__Directions__:
Count the lines in the records below that contain the word "black", and reply with that number alone.

-- Exercise material start --

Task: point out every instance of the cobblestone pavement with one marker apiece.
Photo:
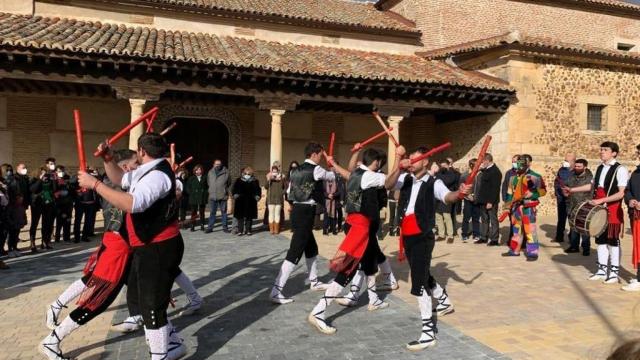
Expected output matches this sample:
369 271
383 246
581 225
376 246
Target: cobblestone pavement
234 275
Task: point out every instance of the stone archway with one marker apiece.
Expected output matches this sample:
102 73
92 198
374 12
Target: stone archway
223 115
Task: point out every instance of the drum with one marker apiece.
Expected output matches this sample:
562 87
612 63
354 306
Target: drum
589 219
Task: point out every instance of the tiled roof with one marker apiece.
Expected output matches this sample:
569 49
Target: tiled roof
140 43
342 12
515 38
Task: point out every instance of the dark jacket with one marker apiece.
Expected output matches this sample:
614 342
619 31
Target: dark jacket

-- Exercise material end --
-- Exercise material start --

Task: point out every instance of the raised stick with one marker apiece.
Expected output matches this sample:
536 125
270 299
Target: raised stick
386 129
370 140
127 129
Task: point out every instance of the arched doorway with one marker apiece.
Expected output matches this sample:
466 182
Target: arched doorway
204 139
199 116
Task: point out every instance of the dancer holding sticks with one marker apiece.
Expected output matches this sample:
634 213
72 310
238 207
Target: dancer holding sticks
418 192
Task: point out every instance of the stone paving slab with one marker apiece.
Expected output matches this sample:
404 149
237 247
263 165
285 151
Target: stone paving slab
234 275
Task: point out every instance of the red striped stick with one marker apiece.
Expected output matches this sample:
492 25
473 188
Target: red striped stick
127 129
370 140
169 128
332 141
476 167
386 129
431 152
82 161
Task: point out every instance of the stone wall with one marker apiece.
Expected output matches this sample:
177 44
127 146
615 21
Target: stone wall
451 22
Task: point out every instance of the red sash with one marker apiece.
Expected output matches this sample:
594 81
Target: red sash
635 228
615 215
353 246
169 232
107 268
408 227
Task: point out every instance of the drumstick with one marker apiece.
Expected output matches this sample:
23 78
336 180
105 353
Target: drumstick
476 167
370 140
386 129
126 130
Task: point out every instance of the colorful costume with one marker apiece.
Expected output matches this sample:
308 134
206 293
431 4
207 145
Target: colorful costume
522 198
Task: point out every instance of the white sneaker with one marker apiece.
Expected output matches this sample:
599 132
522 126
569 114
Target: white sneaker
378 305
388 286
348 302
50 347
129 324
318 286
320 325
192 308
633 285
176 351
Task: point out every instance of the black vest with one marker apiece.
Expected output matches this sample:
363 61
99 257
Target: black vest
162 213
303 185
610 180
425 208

-- Exercise material end --

__Answer__:
2